Guy Scott, was Wednesday appointed Zambia’s interim president after the death of Michael Sata Tuesday.
Scott, 70, became the first white leader of an African country since FW de Klerk stepped down as president of South Africa in 1994.
He is the first white head of a democratic government in Africa “since the Venetians”.
Scott, who will serve for 90 days until a new election is held, told the Telegraph that his sudden promotion was “a bit of a shock to the system”, adding “I’m very proud to be entrusted with it.”
Sata, 77, died on Tuesday at the King Edward VII Hospital in West London.
Until his death, the acting president of Zambia was Edga Lungu, the defence minister, but Scott said he had stepped into the position, in accordance with the constitution.
Lungu Wednesday confirmed Scott’s appointment, saying: “Dr Scott will act as president of the Republic of Zambia until the country goes for a presidential by election”.
Under a clause in the constitution which dictates that only those whose parents were born in Zambia can be president, Mr Scott’s promotion is expected to last no longer than 90 days.
Zambia, formerly the British Protectorate of Northern Rhodesia, achieved independence in 1964.
The colourful and plain-speaking Scott is popular among his countrymen.
As the agriculture minister he was credited with steering his country out of a food crisis prompted by a drought in the early 1990s.

(DATA FOR ANALYSIS):
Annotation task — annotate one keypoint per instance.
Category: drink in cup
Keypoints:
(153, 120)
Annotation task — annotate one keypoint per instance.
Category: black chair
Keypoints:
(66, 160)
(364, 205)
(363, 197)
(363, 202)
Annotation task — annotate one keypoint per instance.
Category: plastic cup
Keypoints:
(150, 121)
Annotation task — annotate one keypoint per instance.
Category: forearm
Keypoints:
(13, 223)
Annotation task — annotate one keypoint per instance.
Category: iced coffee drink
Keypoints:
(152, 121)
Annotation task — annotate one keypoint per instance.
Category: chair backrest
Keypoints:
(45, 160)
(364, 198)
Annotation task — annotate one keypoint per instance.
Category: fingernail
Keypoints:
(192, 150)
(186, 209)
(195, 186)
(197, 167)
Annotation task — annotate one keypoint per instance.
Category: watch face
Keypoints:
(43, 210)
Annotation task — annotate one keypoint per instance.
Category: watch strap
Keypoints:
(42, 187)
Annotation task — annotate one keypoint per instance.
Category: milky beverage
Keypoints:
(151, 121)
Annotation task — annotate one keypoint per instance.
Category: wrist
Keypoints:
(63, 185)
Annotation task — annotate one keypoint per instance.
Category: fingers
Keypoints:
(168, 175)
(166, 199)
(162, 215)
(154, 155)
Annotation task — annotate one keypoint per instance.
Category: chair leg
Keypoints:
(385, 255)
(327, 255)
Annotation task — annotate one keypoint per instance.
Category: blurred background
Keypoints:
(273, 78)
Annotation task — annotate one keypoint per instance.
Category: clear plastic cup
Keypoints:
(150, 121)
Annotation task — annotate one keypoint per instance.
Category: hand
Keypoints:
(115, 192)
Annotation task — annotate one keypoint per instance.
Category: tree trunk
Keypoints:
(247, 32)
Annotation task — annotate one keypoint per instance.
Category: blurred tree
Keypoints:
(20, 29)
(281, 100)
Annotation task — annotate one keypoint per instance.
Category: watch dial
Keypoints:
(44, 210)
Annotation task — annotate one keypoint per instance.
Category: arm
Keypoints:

(LIST OF TASKS):
1. From the news report, copy the part that opens with the words containing "Lungu Wednesday confirmed" and closes with "the early 1990s.", word for word.
2. Summarize the news report in two sentences.

(PER-TASK ANSWERS):
1.
Lungu Wednesday confirmed Scott’s appointment, saying: “Dr Scott will act as president of the Republic of Zambia until the country goes for a presidential by election”.
Under a clause in the constitution which dictates that only those whose parents were born in Zambia can be president, Mr Scott’s promotion is expected to last no longer than 90 days.
Zambia, formerly the British Protectorate of Northern Rhodesia, achieved independence in 1964.
The colourful and plain-speaking Scott is popular among his countrymen.
As the agriculture minister he was credited with steering his country out of a food crisis prompted by a drought in the early 1990s.

2. Guy Scott, 70, was appointed Zambia's interim president on Wednesday after Michael Sata died on Tuesday, becoming the first white leader of an African country since FW de Klerk stepped down as president of South Africa in 1994. Scott will serve for 90 days until a new election is held, and a constitutional clause requiring that a president's parents were born in Zambia means his promotion is expected to last no longer than that.